Stated task =>
Write out every one of the rows below word for word, without changing anything.

Task input =>
○ ○ ○

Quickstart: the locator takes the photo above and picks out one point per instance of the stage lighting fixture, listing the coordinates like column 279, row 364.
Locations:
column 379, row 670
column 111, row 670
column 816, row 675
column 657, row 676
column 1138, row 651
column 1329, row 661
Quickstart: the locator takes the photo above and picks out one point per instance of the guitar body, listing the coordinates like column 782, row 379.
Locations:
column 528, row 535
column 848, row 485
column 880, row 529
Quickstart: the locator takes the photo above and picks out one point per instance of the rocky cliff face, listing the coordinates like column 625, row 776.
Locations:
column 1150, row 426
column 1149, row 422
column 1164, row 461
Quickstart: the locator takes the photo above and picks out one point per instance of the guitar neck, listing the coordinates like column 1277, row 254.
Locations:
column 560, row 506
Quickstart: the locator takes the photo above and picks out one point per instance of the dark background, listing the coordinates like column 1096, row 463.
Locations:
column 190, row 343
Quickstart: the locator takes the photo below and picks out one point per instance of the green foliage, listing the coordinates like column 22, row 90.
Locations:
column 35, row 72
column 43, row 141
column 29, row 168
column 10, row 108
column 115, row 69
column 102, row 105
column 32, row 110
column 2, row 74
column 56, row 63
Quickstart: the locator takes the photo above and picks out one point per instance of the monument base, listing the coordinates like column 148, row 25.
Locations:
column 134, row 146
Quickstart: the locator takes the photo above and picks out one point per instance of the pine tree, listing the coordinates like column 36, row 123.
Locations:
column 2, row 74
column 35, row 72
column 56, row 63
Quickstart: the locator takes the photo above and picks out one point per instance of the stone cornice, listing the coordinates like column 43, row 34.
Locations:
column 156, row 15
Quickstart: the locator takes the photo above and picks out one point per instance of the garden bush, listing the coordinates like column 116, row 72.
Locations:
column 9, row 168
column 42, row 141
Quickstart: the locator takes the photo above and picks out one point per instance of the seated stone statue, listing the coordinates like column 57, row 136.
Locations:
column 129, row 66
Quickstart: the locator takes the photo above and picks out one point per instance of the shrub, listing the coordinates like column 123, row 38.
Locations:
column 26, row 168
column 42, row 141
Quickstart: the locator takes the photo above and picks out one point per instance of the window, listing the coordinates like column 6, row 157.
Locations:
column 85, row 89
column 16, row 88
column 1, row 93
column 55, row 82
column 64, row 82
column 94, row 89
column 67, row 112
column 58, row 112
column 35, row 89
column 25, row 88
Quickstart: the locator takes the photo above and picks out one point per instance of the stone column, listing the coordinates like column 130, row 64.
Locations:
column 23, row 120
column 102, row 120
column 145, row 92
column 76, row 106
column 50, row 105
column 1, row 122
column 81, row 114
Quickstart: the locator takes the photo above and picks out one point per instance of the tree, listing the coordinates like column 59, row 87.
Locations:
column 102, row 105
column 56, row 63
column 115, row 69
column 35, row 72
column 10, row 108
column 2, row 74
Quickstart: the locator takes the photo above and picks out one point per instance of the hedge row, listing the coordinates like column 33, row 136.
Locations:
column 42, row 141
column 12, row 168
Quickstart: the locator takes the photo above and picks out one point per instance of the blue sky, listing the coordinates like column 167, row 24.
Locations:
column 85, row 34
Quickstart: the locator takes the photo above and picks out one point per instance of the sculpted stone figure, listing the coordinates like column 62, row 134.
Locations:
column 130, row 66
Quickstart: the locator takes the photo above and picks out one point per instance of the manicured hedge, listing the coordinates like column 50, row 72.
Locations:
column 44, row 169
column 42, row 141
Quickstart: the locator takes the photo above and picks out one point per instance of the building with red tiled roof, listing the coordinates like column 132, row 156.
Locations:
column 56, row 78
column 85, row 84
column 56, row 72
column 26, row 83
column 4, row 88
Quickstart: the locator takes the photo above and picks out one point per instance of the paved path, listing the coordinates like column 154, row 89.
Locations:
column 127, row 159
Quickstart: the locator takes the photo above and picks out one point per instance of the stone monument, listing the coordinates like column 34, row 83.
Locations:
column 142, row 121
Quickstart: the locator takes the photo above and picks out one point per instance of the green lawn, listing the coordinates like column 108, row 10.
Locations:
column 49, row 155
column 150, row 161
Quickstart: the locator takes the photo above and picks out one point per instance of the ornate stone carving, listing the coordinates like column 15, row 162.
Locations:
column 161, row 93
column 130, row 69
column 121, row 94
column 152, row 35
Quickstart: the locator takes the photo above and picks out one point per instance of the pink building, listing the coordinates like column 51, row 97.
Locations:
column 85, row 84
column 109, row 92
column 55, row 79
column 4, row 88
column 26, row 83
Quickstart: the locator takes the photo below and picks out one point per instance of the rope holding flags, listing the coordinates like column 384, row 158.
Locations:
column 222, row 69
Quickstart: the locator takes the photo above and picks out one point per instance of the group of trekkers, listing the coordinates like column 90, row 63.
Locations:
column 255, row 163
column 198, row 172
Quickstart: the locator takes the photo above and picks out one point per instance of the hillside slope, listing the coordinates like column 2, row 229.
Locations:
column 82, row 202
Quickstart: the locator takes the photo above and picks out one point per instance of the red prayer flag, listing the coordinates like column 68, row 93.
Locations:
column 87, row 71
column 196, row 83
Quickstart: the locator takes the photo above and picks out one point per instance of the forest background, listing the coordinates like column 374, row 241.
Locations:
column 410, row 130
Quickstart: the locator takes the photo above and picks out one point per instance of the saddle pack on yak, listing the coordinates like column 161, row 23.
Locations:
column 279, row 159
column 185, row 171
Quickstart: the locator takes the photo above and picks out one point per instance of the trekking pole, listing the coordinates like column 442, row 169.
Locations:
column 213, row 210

○ ○ ○

The solution =>
Quickstart: the locator takes the photo above and picks out one point per instance of the stage lighting fixture, listing the coordinates like column 279, row 364.
Locations:
column 379, row 670
column 111, row 670
column 816, row 675
column 657, row 676
column 1138, row 651
column 1329, row 661
Quickstart: the locator takes the photo above and picks out one point per instance of the guitar body, listing the coordinates like column 782, row 379.
Locations:
column 528, row 535
column 848, row 485
column 880, row 529
Quickstart: the locator takes the photo above and picks out one point per instance of the rocky cliff face, listing the coordinates like column 625, row 776.
Locations:
column 1150, row 426
column 1149, row 422
column 1164, row 461
Quickstart: the locator takes the photo above and picks out one point per instance of the guitar neck, listing the coordinates like column 1277, row 254.
Locations:
column 560, row 506
Quickstart: the locator takes the photo above and picks out one point per instance of the dark background, listing the coordinates like column 1096, row 463.
Locations:
column 190, row 343
Quickstart: the locator takes the photo below and picks out one point per instance of the green foliage, listing the coordinates like column 22, row 90.
Locations:
column 35, row 72
column 43, row 141
column 29, row 168
column 10, row 108
column 115, row 69
column 102, row 105
column 32, row 110
column 2, row 74
column 56, row 63
Quickstart: the locator takes the photo above and picks out one point per instance of the monument base, listing the coordinates like column 148, row 25.
Locations:
column 134, row 146
Quickstart: the locator takes the photo above and picks out one point per instance of the pine tree, listing the coordinates like column 36, row 123.
Locations:
column 2, row 74
column 35, row 72
column 56, row 63
Quickstart: the locator takes the photo above and picks out one point per instance of the stone cornice, listing the coordinates like column 43, row 34.
Locations:
column 156, row 15
Quickstart: the locator takes the photo above and picks out one point per instance of the garden bush, listing the coordinates like column 116, row 72.
Locations:
column 9, row 168
column 42, row 141
Quickstart: the locator takes the photo above and picks out one point per instance of the seated stone statue, listing the coordinates like column 57, row 136.
Locations:
column 129, row 66
Quickstart: the locator takes the photo above and picks out one point per instance of the shrub, listing the coordinates like column 123, row 38.
Locations:
column 26, row 168
column 42, row 141
Quickstart: the locator takes the photo above and picks out one point per instance of the window, listing the coordinates like column 6, row 157.
Locations:
column 85, row 89
column 16, row 88
column 1, row 93
column 55, row 82
column 64, row 82
column 94, row 89
column 67, row 112
column 58, row 112
column 35, row 89
column 25, row 88
Quickstart: the locator takes the photo above and picks out one point per instance of the stone column, listing the coordinates like column 130, row 64.
Locations:
column 23, row 120
column 102, row 120
column 145, row 92
column 76, row 106
column 50, row 105
column 1, row 122
column 81, row 114
Quickstart: the locator takes the photo above and picks out one point per instance of the tree, listing the coordinates like column 59, row 87.
Locations:
column 102, row 105
column 56, row 63
column 115, row 69
column 35, row 72
column 10, row 108
column 2, row 74
Quickstart: the locator takes the photo above and picks out one point per instance of the hedge row, listing the coordinates like column 33, row 136.
Locations:
column 42, row 141
column 12, row 168
Quickstart: the locator takes the photo above and picks out one point per instance of the blue sky, listing the coordinates like column 167, row 24.
Locations:
column 85, row 34
Quickstart: the locator takes the photo above and picks out one point per instance of the sculpted stone figure, listing the coordinates like column 62, row 134.
Locations:
column 130, row 66
Quickstart: the locator takes the photo above and picks out one point per instance of the manicured hedge, listing the coordinates like column 50, row 72.
Locations:
column 44, row 169
column 42, row 141
Quickstart: the locator takes the photo above and picks out one point per instance of the building with red tiled roof, listing the coordinates like column 132, row 156.
Locations:
column 56, row 78
column 85, row 84
column 56, row 72
column 26, row 83
column 4, row 88
Quickstart: the locator takes the photo above and picks out one point per instance of the paved path, listing the coordinates like column 154, row 89.
Locations:
column 127, row 159
Quickstart: the locator takes the photo above and picks out one point per instance of the stone monument, listing the coordinates like column 34, row 83.
Locations:
column 142, row 121
Quickstart: the locator takes the photo above and picks out one point per instance of the green lawn, listing the coordinates like column 108, row 10.
Locations:
column 49, row 155
column 150, row 161
Quickstart: the locator takes the photo above and picks out one point per instance of the ornate stone carving, listing the coordinates like column 15, row 162.
Locations:
column 161, row 93
column 130, row 69
column 121, row 94
column 152, row 35
Quickstart: the locator takes the photo above and picks out one point per instance of the pink building, listing the coordinates like column 51, row 97.
Locations:
column 85, row 84
column 109, row 92
column 55, row 79
column 4, row 88
column 26, row 83
Quickstart: the locator takes the photo below and picks out one point per instance of the rope holding flags, listing the coordinates like column 384, row 158.
Locations:
column 222, row 69
Quickstart: the locator takes the photo above and picks out one point per instance of the group of trekkers, listing the coordinates like column 90, row 63.
Locations:
column 255, row 163
column 198, row 172
Quickstart: the locator takes the photo above and picks out one point per instance of the hillside slope, listing the coordinates like column 2, row 229.
Locations:
column 82, row 202
Quickstart: the locator takes the photo above and picks out one point per instance of the red prayer flag, listing the coordinates like column 68, row 93.
Locations:
column 87, row 71
column 196, row 83
Quickstart: the locator takes the photo above and picks out one point per instance of the forest background, listing the coordinates like column 374, row 241.
Locations:
column 410, row 130
Quickstart: the locator takes the photo above and picks out one point per instance of the saddle pack on yak, listing the coordinates like column 161, row 23.
Locations:
column 279, row 159
column 185, row 171
Quickstart: the locator takes the photo above and picks out one point per instance of the trekking pole, listing the coordinates like column 442, row 169.
Locations:
column 213, row 210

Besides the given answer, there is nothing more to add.